▶ **INSTRUCTIONS TO FOLLOW**
Both the line containing "to the fender" and the line containing "Target: fender" belong to the span. Output exactly that span from the listing below, and nothing outside it.

▶ **SUPPLIED MATERIAL**
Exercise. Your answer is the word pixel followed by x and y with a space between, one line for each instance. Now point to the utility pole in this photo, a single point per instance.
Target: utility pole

---

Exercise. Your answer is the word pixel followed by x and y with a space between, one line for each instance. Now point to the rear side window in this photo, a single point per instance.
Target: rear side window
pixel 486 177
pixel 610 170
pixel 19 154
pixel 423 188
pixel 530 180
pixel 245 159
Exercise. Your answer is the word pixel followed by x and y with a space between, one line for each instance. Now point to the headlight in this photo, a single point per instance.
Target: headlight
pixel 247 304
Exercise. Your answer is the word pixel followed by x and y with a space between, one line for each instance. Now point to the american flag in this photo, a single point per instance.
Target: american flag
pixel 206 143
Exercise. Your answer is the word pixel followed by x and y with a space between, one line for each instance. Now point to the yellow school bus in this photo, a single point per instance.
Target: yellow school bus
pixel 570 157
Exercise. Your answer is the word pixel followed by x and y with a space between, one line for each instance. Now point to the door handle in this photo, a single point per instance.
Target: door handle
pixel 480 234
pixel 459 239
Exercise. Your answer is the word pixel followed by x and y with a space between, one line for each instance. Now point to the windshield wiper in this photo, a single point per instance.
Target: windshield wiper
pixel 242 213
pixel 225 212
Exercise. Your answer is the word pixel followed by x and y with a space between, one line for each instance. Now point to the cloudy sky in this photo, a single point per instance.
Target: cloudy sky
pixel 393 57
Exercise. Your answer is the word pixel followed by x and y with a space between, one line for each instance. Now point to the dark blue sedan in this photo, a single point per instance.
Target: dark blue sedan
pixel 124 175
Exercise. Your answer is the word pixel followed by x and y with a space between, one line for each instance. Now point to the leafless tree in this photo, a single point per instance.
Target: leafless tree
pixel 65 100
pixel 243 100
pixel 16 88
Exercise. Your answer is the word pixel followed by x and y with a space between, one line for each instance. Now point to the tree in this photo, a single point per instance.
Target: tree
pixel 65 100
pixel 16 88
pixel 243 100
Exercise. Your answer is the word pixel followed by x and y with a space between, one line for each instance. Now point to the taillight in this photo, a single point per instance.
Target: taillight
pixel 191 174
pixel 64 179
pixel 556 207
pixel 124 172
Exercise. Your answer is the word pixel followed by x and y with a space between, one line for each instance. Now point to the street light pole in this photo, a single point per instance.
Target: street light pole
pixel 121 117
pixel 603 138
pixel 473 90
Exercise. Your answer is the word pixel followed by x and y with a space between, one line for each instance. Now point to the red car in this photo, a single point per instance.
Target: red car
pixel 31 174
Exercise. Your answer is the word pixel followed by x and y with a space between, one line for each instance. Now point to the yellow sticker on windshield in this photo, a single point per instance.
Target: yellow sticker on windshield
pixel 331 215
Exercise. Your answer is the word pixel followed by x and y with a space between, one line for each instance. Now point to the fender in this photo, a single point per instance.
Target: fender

▶ **ANSWER TO THIS PROBLEM**
Exercise. Your answer is the word pixel followed by x and y with a space between, one line for each instance. Now point to the fender in this photo, a single point per instance.
Target: fender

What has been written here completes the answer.